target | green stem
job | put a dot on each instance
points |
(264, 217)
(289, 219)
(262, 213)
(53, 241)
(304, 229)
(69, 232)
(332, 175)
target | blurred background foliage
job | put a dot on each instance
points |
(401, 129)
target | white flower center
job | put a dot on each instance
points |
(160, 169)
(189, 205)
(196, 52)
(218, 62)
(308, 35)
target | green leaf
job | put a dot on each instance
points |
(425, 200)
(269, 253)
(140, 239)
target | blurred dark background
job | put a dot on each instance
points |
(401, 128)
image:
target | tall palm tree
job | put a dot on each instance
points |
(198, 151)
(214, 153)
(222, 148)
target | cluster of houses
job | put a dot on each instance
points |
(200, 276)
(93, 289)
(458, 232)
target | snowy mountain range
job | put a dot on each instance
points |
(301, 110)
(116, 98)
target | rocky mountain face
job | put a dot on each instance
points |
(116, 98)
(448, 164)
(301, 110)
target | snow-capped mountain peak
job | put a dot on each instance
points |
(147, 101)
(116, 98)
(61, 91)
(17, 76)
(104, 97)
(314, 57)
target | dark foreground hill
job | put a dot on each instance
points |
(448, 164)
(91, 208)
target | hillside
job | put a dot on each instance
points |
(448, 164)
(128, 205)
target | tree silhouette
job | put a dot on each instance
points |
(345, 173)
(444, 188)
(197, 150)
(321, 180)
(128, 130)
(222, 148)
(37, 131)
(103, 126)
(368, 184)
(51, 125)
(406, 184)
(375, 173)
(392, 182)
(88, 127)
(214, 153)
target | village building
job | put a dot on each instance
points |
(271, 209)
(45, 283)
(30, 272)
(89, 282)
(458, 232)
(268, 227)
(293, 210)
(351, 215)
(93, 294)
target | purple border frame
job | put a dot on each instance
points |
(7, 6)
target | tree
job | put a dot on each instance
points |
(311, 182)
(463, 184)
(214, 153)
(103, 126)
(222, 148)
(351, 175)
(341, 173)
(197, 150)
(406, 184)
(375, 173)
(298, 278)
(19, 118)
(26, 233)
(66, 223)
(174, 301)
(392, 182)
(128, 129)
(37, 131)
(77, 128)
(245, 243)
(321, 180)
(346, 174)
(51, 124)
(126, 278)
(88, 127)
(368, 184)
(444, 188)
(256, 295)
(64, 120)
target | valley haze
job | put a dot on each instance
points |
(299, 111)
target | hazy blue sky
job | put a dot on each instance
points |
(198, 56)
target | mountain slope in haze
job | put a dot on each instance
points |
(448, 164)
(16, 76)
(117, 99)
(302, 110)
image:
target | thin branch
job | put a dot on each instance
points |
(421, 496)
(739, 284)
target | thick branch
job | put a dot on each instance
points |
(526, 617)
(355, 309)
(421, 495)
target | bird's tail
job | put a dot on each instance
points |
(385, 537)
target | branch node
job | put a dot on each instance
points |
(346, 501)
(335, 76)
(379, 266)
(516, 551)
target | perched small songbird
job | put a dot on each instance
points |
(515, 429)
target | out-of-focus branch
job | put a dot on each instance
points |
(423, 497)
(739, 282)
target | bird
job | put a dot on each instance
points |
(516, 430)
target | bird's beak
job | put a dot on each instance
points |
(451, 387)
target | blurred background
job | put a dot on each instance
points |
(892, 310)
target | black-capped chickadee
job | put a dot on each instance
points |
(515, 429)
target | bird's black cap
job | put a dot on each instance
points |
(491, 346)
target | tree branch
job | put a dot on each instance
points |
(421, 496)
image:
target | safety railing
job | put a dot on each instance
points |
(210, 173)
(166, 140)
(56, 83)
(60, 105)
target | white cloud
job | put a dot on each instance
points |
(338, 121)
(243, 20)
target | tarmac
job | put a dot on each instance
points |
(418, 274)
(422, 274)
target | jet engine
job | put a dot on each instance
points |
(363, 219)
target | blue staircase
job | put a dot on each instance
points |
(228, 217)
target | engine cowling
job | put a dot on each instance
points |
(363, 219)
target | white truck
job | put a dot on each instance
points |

### REQUIREMENT
Each line that includes the string "haze" should be copied from the data.

### RESPONSE TO THE TASK
target | valley haze
target | mountain slope in haze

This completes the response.